[Dataset entries]
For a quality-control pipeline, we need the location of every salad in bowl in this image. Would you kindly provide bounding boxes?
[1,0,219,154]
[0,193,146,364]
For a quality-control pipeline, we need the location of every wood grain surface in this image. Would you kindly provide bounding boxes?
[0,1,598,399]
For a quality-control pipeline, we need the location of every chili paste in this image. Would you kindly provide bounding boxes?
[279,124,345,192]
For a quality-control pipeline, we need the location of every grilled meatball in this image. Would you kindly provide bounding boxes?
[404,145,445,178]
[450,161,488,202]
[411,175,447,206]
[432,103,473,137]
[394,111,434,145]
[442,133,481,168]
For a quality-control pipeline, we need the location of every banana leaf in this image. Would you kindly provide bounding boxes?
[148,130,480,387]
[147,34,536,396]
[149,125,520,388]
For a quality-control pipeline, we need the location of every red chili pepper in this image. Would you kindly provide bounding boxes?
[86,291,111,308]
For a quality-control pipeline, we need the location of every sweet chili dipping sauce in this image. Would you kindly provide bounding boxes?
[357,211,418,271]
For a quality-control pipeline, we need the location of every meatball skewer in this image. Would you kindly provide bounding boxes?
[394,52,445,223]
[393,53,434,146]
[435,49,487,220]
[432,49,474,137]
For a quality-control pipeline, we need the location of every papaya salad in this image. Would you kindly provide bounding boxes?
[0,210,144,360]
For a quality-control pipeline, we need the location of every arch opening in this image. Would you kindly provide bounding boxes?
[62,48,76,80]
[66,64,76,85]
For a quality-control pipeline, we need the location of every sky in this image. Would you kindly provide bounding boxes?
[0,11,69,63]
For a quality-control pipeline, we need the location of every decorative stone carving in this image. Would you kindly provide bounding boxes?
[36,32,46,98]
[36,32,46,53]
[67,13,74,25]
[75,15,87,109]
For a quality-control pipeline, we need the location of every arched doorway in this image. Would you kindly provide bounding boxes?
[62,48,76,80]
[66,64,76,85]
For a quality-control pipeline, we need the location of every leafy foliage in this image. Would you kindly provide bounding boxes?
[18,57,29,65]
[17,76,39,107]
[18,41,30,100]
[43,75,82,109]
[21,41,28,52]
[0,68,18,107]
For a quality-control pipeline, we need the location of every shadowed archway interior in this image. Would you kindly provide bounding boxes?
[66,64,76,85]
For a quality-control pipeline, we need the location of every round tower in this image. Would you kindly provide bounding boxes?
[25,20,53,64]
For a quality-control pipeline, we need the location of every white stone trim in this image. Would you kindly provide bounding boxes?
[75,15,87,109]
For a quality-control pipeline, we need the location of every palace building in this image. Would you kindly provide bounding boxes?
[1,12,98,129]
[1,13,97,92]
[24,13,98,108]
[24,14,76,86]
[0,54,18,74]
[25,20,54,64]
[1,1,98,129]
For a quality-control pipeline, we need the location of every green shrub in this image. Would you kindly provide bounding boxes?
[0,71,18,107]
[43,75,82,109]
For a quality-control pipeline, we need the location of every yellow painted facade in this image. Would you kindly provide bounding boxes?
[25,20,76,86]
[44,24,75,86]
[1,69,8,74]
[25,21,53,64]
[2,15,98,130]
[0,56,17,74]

DIRECTIONS: Repeat each record in full; every line must match exactly.

EXPECTED ANSWER:
For a quality-control pipeline, we need the location of every salad in bowl in this image. Would you kindly provide bounding boxes?
[1,0,219,154]
[0,193,146,364]
For a quality-control pipeline, we need the location of every wood grain surface in this image. Would you kindly provide bounding boxes?
[0,1,598,399]
For a quality-control pipeline, we need the location of every chili paste in this image. Would you kindly provide bounding boxes?
[279,124,345,192]
For a quality-control pipeline, we need the location of every grilled meatball in this image. Would you kindly provide bounding boxes?
[404,145,445,178]
[450,161,488,202]
[411,175,447,206]
[432,103,473,137]
[394,111,434,145]
[442,133,481,168]
For a quality-control pipeline, we need the location of every banana leaf in this image. Would you kindly provide bounding boxes?
[148,130,480,387]
[147,34,536,396]
[149,125,520,388]
For a quality-control pipeline, we need the location of every red chili pepper in this image. Would you kindly provide bounding boxes?
[86,291,111,308]
For a quality-control pipeline, we need the location of every sweet chili dipping sauce in this image. Would you kindly provide bounding boxes?
[357,211,418,271]
For a quality-control pipeline, we need the location of every meatball skewer in this image. Would you kindly provide bounding boxes?
[394,52,445,223]
[393,53,434,146]
[435,49,487,220]
[432,49,474,137]
For a quality-control pipeline, we need the location of every papaya salad in this image. Would you kindly provide bounding boxes?
[0,210,144,360]
For a quality-control pipeline, we need the location of every arch opening in this image. Would you kindly provide bounding boxes?
[62,48,76,80]
[66,64,76,85]
For a quality-control pipeline, we need the location of every sky in this image. Would you kindly provide bounding boxes?
[0,11,69,63]
For a quality-control pipeline, we need the location of every decorative stone carving in this image. Would you kindly provide bounding boxes?
[36,32,46,98]
[36,32,46,53]
[67,13,74,25]
[75,15,87,109]
For a quality-control pipeline, we need the location of every arched doorway in this image. Would you kindly provide bounding boxes?
[62,48,76,80]
[66,64,76,85]
For a quality-control pipeline, we need the location of every leafy foliage in this image. Would you kindly provide bounding boxes?
[18,57,29,65]
[17,76,39,107]
[18,41,30,100]
[43,75,82,109]
[21,41,28,52]
[0,68,18,107]
For a quality-control pipeline, we need the location of every shadowed archway interior in this image. Would you kindly provide bounding boxes?
[66,64,76,85]
For a quality-control pipeline, we need the location of every round tower in this image. Would you kindly provide bounding boxes?
[25,20,53,64]
For a quality-control pipeline, we need the location of every white stone trim in this image. Would you kindly provide bounding boxes?
[75,15,87,109]
For a quality-control pipeline, we need the location of every palace building in this image. Would you kindly provide bounding boxes?
[1,12,98,129]
[1,13,97,92]
[24,13,98,108]
[24,14,76,86]
[0,54,18,74]
[25,20,54,64]
[1,1,98,129]
For a quality-control pipeline, we need the location of every green shrub in this image. Would you kindly provide bounding boxes?
[0,71,18,107]
[43,75,82,109]
For a quality-control pipeline, we need the location of every yellow painted facade in this image. Would you kindly provide bounding boxes?
[25,20,76,86]
[44,24,75,86]
[1,69,8,74]
[25,21,53,64]
[2,15,98,130]
[0,56,17,74]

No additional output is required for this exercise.